#### [Instruction]
Gather every line of the items below that contains the string "grass", copying each such line in full. Treat uppercase and lowercase as distinct when matching.

***** Recorded data *****

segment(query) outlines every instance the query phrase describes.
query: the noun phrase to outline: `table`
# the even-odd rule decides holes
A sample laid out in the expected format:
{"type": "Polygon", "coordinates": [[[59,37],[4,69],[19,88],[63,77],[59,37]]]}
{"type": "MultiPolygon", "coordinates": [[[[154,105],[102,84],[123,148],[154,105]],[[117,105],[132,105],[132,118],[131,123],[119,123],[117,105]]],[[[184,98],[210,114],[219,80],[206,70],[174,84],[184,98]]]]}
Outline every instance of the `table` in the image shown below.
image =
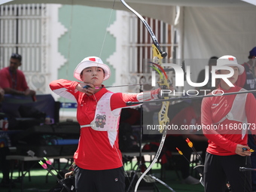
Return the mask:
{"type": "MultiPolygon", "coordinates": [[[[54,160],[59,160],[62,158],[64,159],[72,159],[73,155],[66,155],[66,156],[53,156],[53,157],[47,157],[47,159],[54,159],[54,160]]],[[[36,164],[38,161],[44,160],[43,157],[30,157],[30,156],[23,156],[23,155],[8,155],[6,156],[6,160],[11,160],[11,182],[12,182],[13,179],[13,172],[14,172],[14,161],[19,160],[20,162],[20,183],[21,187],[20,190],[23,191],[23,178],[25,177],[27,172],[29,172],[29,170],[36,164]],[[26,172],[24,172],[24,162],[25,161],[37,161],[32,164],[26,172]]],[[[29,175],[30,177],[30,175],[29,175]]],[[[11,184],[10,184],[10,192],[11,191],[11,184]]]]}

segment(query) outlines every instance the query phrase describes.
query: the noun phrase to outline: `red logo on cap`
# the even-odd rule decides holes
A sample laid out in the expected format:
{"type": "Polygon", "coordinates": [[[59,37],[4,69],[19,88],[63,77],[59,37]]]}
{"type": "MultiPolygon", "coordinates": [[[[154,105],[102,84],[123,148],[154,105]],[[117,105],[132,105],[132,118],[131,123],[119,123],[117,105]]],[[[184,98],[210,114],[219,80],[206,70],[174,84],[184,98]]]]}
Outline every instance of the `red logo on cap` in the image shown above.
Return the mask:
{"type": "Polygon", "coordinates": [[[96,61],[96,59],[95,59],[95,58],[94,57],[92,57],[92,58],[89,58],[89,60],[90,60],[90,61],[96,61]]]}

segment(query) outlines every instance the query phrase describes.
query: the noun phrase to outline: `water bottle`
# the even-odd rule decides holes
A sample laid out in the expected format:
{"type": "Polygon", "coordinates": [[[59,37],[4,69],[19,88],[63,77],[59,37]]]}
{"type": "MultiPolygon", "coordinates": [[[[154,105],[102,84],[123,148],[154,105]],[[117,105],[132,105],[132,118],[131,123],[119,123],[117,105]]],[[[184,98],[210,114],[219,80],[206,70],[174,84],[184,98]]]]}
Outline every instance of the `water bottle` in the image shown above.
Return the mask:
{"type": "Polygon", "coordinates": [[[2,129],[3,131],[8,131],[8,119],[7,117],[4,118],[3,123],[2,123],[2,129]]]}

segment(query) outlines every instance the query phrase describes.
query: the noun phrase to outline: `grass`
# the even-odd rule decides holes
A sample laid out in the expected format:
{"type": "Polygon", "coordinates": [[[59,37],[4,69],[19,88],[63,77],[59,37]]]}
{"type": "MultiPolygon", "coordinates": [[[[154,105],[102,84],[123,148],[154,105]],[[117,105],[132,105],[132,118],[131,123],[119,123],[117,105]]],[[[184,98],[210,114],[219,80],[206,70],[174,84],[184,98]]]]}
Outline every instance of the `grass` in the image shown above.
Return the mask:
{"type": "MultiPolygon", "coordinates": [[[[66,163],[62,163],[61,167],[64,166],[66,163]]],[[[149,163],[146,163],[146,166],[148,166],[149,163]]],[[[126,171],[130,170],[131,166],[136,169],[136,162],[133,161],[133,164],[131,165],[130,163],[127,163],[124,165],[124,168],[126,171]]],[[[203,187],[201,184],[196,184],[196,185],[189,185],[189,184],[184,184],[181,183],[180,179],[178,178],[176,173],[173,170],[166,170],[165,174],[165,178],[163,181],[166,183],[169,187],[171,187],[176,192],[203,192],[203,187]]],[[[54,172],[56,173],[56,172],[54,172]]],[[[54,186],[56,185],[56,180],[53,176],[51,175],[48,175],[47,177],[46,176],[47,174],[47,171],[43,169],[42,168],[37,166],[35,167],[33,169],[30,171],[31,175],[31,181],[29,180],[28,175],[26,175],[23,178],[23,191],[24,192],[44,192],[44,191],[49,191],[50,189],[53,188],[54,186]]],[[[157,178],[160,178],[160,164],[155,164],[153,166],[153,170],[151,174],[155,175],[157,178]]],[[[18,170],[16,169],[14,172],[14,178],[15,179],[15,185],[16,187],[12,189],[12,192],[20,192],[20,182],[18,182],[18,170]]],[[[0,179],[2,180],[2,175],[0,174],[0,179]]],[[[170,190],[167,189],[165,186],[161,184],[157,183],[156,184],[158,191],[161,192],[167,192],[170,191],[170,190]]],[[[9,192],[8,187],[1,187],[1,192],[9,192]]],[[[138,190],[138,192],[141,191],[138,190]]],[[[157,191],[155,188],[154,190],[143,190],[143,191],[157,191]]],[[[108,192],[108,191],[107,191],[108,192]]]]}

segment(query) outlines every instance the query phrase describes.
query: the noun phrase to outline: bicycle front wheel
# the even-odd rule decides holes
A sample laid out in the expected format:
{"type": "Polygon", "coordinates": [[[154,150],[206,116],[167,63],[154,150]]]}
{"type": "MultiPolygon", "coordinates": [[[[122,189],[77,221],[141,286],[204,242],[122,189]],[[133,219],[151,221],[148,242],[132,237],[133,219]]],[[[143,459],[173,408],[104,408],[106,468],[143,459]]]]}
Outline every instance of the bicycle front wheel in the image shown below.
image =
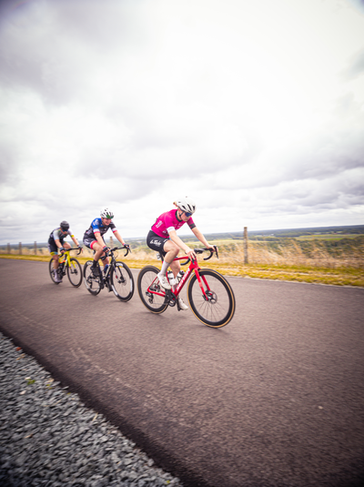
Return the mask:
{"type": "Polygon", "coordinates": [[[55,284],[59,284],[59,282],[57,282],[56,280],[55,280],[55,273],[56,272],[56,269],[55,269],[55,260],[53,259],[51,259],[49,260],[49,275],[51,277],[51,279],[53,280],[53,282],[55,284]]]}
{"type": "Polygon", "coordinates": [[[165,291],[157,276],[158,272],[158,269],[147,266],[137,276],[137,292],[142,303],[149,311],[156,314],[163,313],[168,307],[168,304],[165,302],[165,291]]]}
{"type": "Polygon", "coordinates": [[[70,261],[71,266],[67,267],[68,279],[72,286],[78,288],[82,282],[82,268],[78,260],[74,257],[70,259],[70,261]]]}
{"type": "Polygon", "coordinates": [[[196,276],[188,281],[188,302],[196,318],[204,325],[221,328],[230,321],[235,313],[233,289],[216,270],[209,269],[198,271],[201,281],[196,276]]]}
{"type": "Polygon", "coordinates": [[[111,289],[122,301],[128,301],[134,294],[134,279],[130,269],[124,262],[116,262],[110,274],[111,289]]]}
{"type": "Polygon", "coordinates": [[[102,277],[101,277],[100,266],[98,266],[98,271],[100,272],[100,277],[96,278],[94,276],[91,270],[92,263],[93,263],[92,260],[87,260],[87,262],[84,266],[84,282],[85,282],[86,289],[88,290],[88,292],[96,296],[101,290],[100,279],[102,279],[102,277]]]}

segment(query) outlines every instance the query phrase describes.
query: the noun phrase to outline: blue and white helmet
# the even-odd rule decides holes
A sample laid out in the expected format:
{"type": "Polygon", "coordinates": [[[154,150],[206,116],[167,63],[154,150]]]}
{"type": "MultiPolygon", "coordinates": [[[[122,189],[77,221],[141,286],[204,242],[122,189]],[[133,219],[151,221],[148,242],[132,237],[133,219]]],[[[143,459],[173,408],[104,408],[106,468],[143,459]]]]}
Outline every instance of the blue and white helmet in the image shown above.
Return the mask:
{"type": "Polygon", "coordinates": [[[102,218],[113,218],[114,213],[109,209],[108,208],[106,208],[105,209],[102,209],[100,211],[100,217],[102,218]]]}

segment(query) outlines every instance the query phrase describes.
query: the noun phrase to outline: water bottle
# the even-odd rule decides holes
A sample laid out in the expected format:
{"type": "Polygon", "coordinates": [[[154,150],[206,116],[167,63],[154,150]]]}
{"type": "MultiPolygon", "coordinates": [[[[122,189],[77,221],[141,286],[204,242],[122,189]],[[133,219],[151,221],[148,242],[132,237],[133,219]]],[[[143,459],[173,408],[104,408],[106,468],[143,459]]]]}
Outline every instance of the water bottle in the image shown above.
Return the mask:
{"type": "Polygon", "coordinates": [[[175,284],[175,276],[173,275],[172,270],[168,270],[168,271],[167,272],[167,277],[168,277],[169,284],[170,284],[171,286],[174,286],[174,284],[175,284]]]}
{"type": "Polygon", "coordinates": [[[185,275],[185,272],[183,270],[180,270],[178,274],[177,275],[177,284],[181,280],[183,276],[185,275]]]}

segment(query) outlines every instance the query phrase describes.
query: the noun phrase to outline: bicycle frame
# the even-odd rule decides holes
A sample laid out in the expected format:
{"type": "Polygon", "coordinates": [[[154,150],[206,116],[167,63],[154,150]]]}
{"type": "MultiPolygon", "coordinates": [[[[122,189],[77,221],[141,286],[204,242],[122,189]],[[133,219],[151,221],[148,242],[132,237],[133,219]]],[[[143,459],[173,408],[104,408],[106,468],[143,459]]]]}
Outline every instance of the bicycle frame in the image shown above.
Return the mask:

*****

#### [Exercise result]
query: the noun phrase to outline: `grass`
Outline every instance of the `grass` in the image shown above.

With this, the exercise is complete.